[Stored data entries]
────────────────

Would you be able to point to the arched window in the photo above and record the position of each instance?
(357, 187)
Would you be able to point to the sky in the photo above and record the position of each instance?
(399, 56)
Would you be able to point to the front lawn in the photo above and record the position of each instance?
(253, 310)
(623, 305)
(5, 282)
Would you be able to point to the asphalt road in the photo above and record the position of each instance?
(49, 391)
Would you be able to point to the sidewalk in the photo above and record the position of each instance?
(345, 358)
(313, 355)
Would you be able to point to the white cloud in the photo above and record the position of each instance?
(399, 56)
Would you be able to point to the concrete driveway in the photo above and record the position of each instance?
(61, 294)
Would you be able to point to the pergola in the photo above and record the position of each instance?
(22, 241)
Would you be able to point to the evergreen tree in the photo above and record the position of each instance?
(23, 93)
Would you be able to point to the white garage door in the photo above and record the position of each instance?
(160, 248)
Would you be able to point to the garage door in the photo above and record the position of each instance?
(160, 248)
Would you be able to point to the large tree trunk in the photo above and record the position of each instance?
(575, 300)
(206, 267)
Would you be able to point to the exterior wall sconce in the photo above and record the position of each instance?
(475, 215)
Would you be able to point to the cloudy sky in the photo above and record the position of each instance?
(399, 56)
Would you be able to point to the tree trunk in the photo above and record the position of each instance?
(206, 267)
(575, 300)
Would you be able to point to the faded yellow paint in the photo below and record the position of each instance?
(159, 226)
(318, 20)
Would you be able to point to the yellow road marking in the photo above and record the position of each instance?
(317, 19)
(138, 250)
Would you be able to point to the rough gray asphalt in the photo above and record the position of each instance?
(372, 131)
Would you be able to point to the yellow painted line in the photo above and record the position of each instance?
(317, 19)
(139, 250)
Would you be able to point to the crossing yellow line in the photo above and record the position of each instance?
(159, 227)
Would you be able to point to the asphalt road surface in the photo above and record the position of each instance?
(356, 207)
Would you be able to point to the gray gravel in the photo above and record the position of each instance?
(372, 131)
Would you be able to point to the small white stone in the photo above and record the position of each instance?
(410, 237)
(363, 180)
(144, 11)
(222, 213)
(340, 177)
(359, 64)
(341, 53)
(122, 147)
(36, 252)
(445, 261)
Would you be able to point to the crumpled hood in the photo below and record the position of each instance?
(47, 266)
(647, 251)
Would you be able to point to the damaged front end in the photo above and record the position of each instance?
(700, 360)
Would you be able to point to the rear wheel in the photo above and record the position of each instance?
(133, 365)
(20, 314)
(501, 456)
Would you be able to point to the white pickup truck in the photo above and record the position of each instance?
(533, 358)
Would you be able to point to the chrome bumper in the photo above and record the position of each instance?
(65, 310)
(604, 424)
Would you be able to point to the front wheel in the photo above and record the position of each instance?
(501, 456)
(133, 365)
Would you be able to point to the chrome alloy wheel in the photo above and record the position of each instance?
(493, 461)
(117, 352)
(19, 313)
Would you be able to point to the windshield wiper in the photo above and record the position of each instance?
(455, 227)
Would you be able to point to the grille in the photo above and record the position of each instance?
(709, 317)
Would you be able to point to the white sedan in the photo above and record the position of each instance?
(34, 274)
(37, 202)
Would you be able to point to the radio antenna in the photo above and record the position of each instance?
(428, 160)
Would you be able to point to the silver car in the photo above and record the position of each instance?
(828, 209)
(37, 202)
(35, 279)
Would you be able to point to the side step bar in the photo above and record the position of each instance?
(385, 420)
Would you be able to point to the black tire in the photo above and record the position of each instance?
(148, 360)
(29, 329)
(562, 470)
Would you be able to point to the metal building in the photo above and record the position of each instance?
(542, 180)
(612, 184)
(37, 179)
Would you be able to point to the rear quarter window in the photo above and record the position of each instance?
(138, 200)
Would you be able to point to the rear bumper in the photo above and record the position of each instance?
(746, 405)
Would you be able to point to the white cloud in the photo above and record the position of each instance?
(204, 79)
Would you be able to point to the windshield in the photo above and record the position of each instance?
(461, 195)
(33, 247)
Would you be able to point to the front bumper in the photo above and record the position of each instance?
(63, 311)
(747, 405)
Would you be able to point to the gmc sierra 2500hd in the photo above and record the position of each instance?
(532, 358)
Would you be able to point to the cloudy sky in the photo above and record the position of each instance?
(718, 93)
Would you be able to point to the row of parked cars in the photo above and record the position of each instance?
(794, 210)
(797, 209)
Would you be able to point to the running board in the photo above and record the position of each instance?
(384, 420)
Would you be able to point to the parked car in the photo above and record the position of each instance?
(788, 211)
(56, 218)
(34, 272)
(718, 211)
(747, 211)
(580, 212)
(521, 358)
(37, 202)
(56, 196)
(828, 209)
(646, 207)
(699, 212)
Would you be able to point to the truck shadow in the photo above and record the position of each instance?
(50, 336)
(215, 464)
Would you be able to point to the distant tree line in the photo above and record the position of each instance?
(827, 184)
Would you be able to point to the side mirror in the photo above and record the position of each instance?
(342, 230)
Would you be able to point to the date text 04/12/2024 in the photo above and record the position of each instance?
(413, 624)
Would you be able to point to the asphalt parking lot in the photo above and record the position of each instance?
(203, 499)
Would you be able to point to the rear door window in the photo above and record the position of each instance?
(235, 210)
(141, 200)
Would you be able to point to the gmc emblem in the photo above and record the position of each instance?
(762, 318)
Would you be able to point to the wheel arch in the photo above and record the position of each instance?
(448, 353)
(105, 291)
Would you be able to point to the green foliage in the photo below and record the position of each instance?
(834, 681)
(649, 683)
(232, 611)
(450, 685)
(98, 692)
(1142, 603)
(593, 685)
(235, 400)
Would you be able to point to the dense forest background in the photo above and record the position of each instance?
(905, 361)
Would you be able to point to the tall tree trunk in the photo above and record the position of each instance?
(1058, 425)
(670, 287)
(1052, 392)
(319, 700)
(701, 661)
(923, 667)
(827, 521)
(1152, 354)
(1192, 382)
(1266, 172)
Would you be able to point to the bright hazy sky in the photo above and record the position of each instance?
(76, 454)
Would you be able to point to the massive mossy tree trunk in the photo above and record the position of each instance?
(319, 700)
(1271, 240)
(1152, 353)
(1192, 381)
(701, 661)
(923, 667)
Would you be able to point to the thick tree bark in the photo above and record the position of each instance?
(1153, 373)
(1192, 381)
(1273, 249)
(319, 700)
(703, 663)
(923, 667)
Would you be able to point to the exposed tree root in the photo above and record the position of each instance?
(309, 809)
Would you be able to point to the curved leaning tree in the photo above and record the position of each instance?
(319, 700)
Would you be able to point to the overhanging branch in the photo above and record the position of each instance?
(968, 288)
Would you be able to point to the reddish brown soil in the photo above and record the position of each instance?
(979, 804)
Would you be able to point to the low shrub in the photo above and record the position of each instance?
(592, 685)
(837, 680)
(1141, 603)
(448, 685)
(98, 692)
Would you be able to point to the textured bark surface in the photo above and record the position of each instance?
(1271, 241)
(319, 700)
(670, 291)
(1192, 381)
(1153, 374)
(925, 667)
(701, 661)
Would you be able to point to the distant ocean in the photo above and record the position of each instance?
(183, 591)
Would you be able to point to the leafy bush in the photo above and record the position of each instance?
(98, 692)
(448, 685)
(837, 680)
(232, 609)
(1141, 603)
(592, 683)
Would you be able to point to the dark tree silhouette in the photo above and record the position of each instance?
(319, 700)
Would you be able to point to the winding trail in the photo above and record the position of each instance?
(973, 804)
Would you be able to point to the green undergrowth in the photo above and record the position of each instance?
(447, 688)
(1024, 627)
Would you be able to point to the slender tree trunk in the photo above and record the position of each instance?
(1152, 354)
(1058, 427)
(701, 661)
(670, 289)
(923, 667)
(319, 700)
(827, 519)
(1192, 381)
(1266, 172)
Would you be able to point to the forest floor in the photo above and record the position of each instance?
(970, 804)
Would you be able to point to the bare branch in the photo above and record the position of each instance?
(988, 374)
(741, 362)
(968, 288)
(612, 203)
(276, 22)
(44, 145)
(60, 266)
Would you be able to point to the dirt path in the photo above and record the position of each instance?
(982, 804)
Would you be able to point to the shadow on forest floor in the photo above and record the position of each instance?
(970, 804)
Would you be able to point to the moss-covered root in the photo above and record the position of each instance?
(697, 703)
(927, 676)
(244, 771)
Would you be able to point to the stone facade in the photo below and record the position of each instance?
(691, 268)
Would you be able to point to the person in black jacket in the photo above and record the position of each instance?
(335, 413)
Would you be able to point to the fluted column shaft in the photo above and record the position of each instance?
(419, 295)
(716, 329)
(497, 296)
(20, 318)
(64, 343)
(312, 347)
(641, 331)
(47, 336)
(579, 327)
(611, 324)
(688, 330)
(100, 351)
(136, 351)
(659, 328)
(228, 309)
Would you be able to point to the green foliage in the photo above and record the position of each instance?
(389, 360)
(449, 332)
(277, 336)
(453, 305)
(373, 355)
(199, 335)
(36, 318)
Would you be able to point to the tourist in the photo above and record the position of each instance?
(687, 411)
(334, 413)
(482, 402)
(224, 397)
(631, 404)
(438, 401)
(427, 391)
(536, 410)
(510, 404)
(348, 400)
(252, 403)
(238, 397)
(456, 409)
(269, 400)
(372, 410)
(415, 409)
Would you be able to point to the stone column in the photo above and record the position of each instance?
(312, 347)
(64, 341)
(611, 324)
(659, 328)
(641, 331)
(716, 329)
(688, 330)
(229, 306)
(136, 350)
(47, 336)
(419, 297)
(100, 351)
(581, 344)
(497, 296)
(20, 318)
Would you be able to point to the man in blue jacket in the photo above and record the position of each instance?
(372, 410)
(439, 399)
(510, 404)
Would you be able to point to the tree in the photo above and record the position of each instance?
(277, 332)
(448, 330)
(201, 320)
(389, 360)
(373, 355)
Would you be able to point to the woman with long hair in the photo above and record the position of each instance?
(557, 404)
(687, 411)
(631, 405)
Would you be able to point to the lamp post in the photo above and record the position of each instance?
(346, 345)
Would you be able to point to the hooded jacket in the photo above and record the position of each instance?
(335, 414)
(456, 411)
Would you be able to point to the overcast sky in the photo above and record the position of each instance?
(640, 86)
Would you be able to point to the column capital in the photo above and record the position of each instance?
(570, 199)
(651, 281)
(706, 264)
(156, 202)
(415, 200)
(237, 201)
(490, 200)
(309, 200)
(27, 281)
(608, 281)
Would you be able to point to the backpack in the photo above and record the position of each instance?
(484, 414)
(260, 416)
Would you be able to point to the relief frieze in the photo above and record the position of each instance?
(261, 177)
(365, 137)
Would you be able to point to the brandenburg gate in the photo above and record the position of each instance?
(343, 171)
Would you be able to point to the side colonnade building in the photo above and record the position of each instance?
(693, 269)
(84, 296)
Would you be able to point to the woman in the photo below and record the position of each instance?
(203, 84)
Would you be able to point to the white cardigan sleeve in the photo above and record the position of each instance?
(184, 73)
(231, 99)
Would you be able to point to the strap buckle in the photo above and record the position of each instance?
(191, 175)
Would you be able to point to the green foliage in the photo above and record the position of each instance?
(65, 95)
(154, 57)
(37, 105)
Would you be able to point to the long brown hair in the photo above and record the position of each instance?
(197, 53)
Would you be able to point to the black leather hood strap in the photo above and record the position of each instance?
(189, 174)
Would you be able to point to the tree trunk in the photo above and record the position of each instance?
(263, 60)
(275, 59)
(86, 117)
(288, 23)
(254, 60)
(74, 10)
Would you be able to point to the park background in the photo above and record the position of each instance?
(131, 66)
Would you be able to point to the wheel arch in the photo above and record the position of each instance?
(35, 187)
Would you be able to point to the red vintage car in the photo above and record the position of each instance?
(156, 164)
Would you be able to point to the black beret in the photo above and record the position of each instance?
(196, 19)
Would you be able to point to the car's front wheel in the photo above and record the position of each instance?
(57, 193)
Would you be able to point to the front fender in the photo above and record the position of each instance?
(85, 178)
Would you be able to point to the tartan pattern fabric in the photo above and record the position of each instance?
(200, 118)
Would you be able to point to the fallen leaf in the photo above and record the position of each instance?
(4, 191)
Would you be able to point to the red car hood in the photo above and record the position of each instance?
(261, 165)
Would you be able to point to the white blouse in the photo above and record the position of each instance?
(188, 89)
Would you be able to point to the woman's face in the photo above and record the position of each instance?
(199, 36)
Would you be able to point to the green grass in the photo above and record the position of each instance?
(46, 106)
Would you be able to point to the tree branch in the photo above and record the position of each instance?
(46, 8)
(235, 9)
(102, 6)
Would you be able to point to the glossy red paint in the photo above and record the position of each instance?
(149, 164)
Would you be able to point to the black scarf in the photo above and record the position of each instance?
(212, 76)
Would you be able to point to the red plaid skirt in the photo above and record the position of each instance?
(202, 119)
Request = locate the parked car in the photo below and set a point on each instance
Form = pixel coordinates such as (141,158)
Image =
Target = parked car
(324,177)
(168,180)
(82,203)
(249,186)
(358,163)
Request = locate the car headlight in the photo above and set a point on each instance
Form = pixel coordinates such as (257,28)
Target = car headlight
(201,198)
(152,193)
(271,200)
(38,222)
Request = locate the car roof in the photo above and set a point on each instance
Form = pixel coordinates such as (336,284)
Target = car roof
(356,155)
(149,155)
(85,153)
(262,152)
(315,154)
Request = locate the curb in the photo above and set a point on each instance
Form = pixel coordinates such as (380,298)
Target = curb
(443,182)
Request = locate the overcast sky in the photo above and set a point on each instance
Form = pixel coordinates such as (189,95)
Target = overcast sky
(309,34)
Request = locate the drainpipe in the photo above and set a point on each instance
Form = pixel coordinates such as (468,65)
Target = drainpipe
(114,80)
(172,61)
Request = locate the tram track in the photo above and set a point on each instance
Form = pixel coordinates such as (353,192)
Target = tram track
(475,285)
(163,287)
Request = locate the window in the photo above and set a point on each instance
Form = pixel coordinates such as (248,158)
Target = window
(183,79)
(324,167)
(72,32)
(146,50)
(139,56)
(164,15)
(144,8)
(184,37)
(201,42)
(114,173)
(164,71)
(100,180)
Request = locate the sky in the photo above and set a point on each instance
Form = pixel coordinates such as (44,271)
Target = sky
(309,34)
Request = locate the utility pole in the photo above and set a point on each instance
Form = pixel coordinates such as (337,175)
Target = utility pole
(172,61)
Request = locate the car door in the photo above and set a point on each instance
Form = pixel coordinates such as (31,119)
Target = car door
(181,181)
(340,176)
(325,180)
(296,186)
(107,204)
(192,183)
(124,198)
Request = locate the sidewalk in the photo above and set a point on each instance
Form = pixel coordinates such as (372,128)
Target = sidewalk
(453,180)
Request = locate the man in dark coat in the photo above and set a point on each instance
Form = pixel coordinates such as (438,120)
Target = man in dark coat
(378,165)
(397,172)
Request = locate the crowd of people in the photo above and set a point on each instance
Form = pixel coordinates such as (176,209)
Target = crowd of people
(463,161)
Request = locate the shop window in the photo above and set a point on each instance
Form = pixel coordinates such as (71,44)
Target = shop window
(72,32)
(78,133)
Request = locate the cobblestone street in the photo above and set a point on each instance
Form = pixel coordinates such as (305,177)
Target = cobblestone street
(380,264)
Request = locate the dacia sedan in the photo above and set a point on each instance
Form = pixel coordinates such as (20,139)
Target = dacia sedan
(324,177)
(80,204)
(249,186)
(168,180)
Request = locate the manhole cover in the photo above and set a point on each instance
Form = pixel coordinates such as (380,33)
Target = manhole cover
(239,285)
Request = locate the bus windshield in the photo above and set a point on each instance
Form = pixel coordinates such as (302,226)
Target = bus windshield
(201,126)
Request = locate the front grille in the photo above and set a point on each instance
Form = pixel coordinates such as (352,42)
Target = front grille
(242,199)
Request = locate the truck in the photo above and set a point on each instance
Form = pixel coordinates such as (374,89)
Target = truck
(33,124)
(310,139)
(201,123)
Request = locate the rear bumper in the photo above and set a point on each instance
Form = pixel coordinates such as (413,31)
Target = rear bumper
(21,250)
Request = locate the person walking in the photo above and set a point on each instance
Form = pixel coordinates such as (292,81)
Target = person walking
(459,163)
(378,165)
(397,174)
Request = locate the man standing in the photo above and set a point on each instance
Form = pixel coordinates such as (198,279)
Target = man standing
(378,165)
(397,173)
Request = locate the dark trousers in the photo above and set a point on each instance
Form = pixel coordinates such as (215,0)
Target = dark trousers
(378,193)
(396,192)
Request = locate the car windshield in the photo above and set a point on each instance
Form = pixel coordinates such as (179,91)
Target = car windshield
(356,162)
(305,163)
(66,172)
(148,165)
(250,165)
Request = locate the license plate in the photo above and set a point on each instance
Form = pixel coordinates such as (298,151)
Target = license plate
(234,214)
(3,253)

────────────────

▸ **TASK TO CARRY OUT**: Starting with the line with "Request = locate the crowd" above and going on through the line with "Form = pixel coordinates such as (20,139)", transcribe every line exactly, both ends included, and add nothing.

▸ **EXERCISE RESULT**:
Request = locate the crowd of people in the photo above and set a point on each instance
Form = pixel coordinates such as (176,209)
Target = crowd of people
(463,161)
Request = locate the shop window in the photo above and set a point on each instance
Form = pixel coordinates such as (71,44)
Target = shop window
(72,32)
(78,133)
Request = locate the cobblestone street in the photo above and set a point on each instance
Form = pixel coordinates such as (305,177)
Target = cobblestone street
(380,264)
Request = locate the dacia sedan in the photo above and set a point on each instance
Form = pixel coordinates such as (20,139)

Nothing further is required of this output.